## [Extrait choisi]
────────
Georg Friedrich HAENDEL
(1685-1750)
SERSE
Drame en trois actes HWV 40
Livré anonymement adapté
d'Il Xerse (Rome, 1694)
d'après Nicolà
Minato
Serse : Paula Rasmussen
Arsamene : Ann Hallenberg
Amastre : Patricia Bardon
Romilda : Isabel Bayrakdarian
Atalanta : Sandrine Piau
Ariodate : Marcello Lippi
Elviro : Matteo Peirone
Ludwigshafener Teatherchor
Chorus master: Klaus Thielitz
Les Talens lyriques
Direction : Christophe Rousset
Mise en scène : Michael
Hampe
Décor et costumes : Carlo
Tommasi
Enregistrement live au Semperoper,
Dresden, 2-3 juin 2000
TDK EUROARTS DVDOPSER (DV OPSER
1053799-2)
160 minutes - Pal. 4/3. Toutes
zones.
Son dolby Digital 5.1/PCM STEREO
La contexture de ce drame est si facile que ce serait importuner
le lecteur que de lui donner un bon argument pour l'expliquer. Quelques
imbécillités, et la témérité de Xersès
(comme par exemple d'être entiché d'un platane, et la construction
d'un pont sur l'Hellespont pour relier l'Asie et l'Europe), sont la base
de l'histoire ; le reste est fiction. Ainsi pourrait débuter
une critique particulièrement sévère de l'opéra
; or, ces lignes intransigeantes figurent en lieu et place de l'argument
dans le programme de la création ! Contre-publicité maladroite
? Malice qui aurait échappé à Haendel ? Lucidité,
en tout cas, chez cet auteur anonyme, car si le monarque est plus excentrique
et crédule que vraiment imbécile, la clé du drame
procède exclusivement de cette personnalité déroutante.
────────
Données tirées d'une collection:

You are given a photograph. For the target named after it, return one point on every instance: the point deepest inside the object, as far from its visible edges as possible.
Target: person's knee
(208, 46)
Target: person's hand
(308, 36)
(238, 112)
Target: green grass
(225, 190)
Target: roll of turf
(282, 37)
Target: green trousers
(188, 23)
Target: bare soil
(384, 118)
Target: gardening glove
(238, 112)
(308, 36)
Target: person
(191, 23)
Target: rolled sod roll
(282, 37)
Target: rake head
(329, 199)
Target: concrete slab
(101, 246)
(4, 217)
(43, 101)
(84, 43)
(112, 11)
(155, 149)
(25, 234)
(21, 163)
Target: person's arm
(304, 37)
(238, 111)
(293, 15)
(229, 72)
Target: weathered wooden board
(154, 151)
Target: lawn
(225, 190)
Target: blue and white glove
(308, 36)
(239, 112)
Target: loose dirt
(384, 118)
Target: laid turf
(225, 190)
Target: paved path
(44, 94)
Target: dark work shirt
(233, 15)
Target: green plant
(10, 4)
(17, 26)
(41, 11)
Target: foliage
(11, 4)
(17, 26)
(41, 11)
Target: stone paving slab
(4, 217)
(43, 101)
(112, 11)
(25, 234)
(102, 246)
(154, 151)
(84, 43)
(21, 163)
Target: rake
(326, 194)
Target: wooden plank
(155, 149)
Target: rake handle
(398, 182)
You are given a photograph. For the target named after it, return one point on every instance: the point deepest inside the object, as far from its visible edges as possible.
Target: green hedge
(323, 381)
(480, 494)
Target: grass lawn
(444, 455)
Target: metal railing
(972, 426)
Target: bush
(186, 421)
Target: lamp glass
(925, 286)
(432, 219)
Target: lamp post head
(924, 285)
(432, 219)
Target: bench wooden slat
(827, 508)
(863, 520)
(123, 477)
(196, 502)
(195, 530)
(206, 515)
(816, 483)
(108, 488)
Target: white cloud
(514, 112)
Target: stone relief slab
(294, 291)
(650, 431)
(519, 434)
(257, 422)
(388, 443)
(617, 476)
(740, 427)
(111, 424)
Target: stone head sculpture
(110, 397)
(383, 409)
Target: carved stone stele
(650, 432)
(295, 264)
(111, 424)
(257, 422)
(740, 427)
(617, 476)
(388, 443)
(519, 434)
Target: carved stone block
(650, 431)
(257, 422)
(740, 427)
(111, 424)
────────
## [Objectif]
Reproduisez en entier le texte sur Serse, sans rien y modifier. Ces lignes n'ont aucun lien avec le texte sur Serse.

## [Solution proposée]
Georg Friedrich HAENDEL
(1685-1750)
SERSE
Drame en trois actes HWV 40
Livré anonymement adapté
d'Il Xerse (Rome, 1694)
d'après Nicolà
Minato
Serse : Paula Rasmussen
Arsamene : Ann Hallenberg
Amastre : Patricia Bardon
Romilda : Isabel Bayrakdarian
Atalanta : Sandrine Piau
Ariodate : Marcello Lippi
Elviro : Matteo Peirone
Ludwigshafener Teatherchor
Chorus master: Klaus Thielitz
Les Talens lyriques
Direction : Christophe Rousset
Mise en scène : Michael
Hampe
Décor et costumes : Carlo
Tommasi
Enregistrement live au Semperoper,
Dresden, 2-3 juin 2000
TDK EUROARTS DVDOPSER (DV OPSER
1053799-2)
160 minutes - Pal. 4/3. Toutes
zones.
Son dolby Digital 5.1/PCM STEREO
La contexture de ce drame est si facile que ce serait importuner
le lecteur que de lui donner un bon argument pour l'expliquer. Quelques
imbécillités, et la témérité de Xersès
(comme par exemple d'être entiché d'un platane, et la construction
d'un pont sur l'Hellespont pour relier l'Asie et l'Europe), sont la base
de l'histoire ; le reste est fiction. Ainsi pourrait débuter
une critique particulièrement sévère de l'opéra
; or, ces lignes intransigeantes figurent en lieu et place de l'argument
dans le programme de la création ! Contre-publicité maladroite
? Malice qui aurait échappé à Haendel ? Lucidité,
en tout cas, chez cet auteur anonyme, car si le monarque est plus excentrique
et crédule que vraiment imbécile, la clé du drame
procède exclusivement de cette personnalité déroutante.